URAIAN TUGAS => Tuliskan kembali bagian teks tentang kerajinan Purun yang dimulai dengan "BANJARBARU, Poros Kalimantan" dan berlanjut hingga "nasional, hingga mancanegara.", dengan menukar "rumput" menjadi "tanaman".

TEKS BACAAN =>
* * * * * * * * *
BANJARBARU, Poros Kalimantan – Purun jenis rumput anggota famili Cyperaceae yang liar di rawa-rawa kembali menjadi primadona. Seiring dengan pemanfaatannya sebagai buah tangan di Banua. Masyarakat di lahan gambut Kalimantan Selatan telah menggunakan Purun sebagai bahan baku untuk kerajinan tangan. Mulai dari tas, bakul, tikar, topi, keranjang, sampai dengan barang hiasan yang bernilai ekonomis.
Potensi rumput ini salah satunya melimpah di Kampung Purun Kelurahan Palam Kota Banjarbaru Provinsi Kalimantan Selatan. Masyarakat sekitar menyulap rumput liar ini menjadi produk bernilai ekonomi. Bahkan sebagai produk khas daerah yang bisa menembus sektor pariwisata nasional, hingga mancanegara.
Sejalan dengan komitmen perusahaan terhadap pembangunan yang berkelanjutan dengan memberikan manfaat pada ekonomi, sosial, lingkungan Perusahaan. PLN Unit Induk Distribusi Kalimantan Selatan dan Kalimantan Tengah (UID Kalselteng), melalui Program Tanggung Jawab Sosial Lingkungan (TJSL) hadir. Untuk mendukung program pemerintah dalam memberikan ruang bagi kaum perempuan, guna memberi dampak peningkatan ekonomi dan kesejahteraan melalui program TJSL Pengembangan Kampung Purun ini.
Salah satu Ketua Kelompok pengrajin Kampung Purun Al Firdaus, Siti Mariana, menceritakan, pendampingan yang diberikan PLN dimulai sejak 2019 silam. Mulai dari pengadaan peralatan, serta memberikan fasilitasi pelatihan kreasi olahan kerajinan Purun.
Hasilnya, pengrajin di Kampung Purun ini berhasil mengembangkan usahanya. Dengan memproduksi kerajinan lain seperti tas-tas kekininan, sendal purun, kotak hantaran dan lain sebagainya.
* * * * * * * * *
ENTRI DATASET =>
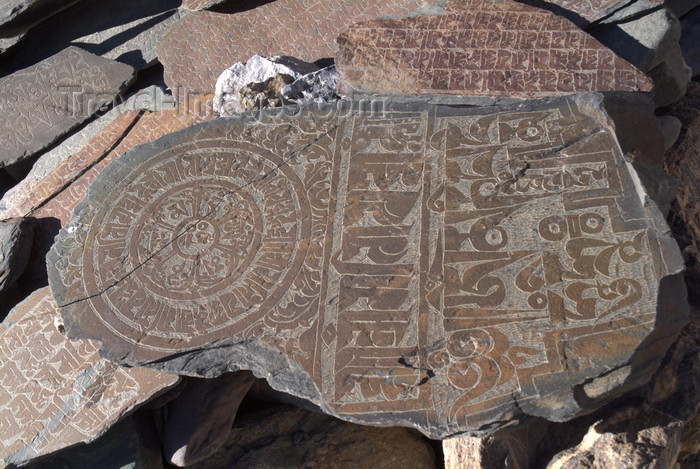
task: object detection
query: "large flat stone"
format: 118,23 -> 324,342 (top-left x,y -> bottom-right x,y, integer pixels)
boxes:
48,94 -> 687,437
0,47 -> 134,167
13,0 -> 188,70
23,96 -> 216,278
158,0 -> 432,93
508,0 -> 664,27
0,287 -> 179,464
0,0 -> 80,38
336,0 -> 652,99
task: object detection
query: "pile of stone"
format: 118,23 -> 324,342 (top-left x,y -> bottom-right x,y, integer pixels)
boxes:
0,0 -> 700,469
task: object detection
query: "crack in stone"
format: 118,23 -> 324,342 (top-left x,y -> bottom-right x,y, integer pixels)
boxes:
26,110 -> 145,217
58,124 -> 339,308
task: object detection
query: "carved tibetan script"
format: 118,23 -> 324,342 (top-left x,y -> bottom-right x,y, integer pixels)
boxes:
49,100 -> 677,435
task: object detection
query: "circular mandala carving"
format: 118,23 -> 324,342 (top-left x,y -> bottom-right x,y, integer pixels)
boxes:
83,141 -> 310,347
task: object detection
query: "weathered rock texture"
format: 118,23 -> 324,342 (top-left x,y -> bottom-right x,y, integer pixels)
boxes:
22,95 -> 216,278
214,54 -> 318,116
163,371 -> 255,467
0,218 -> 34,293
516,0 -> 664,27
192,406 -> 435,469
13,0 -> 186,71
0,0 -> 79,38
27,412 -> 163,469
0,86 -> 174,220
158,0 -> 432,93
0,47 -> 134,167
48,94 -> 687,437
664,82 -> 700,290
336,0 -> 652,98
0,288 -> 179,464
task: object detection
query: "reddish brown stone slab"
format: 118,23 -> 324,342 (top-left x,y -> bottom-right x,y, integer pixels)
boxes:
336,0 -> 652,99
158,0 -> 432,93
48,94 -> 687,437
0,287 -> 179,467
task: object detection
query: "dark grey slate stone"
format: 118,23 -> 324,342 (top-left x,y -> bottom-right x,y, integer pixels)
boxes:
0,47 -> 134,167
47,93 -> 687,438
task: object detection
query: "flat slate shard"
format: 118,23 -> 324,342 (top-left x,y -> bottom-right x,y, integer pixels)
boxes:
0,47 -> 134,167
48,93 -> 687,438
504,0 -> 664,27
336,0 -> 652,99
0,287 -> 179,467
158,0 -> 426,93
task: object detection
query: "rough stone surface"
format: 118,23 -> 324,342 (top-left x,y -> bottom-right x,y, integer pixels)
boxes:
0,47 -> 134,167
547,409 -> 681,469
0,218 -> 34,293
158,0 -> 434,93
516,0 -> 663,27
192,406 -> 435,469
680,7 -> 700,76
26,413 -> 163,469
282,65 -> 338,104
214,54 -> 318,116
336,0 -> 652,99
0,0 -> 79,38
13,0 -> 186,71
0,86 -> 174,220
181,0 -> 225,11
48,94 -> 687,437
0,288 -> 179,464
162,371 -> 255,467
19,95 -> 216,278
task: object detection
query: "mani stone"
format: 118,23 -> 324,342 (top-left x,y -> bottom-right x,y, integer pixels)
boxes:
47,93 -> 687,438
158,0 -> 432,93
0,47 -> 134,167
0,0 -> 80,38
0,287 -> 179,467
12,0 -> 189,70
336,0 -> 652,99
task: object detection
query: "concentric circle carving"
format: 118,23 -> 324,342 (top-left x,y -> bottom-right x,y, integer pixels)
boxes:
83,141 -> 310,347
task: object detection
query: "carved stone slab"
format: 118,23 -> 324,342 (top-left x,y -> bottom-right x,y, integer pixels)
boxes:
0,47 -> 134,167
0,287 -> 178,464
336,0 -> 652,98
23,95 -> 216,277
48,94 -> 687,438
158,0 -> 432,93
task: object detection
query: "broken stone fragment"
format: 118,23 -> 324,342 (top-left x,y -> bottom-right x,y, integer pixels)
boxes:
* * * * * * * * *
JAWABAN TERTULIS =>
BANJARBARU, Poros Kalimantan – Purun jenis tanaman anggota famili Cyperaceae yang liar di rawa-rawa kembali menjadi primadona. Seiring dengan pemanfaatannya sebagai buah tangan di Banua. Masyarakat di lahan gambut Kalimantan Selatan telah menggunakan Purun sebagai bahan baku untuk kerajinan tangan. Mulai dari tas, bakul, tikar, topi, keranjang, sampai dengan barang hiasan yang bernilai ekonomis.
Potensi tanaman ini salah satunya melimpah di Kampung Purun Kelurahan Palam Kota Banjarbaru Provinsi Kalimantan Selatan. Masyarakat sekitar menyulap tanaman liar ini menjadi produk bernilai ekonomi. Bahkan sebagai produk khas daerah yang bisa menembus sektor pariwisata nasional, hingga mancanegara.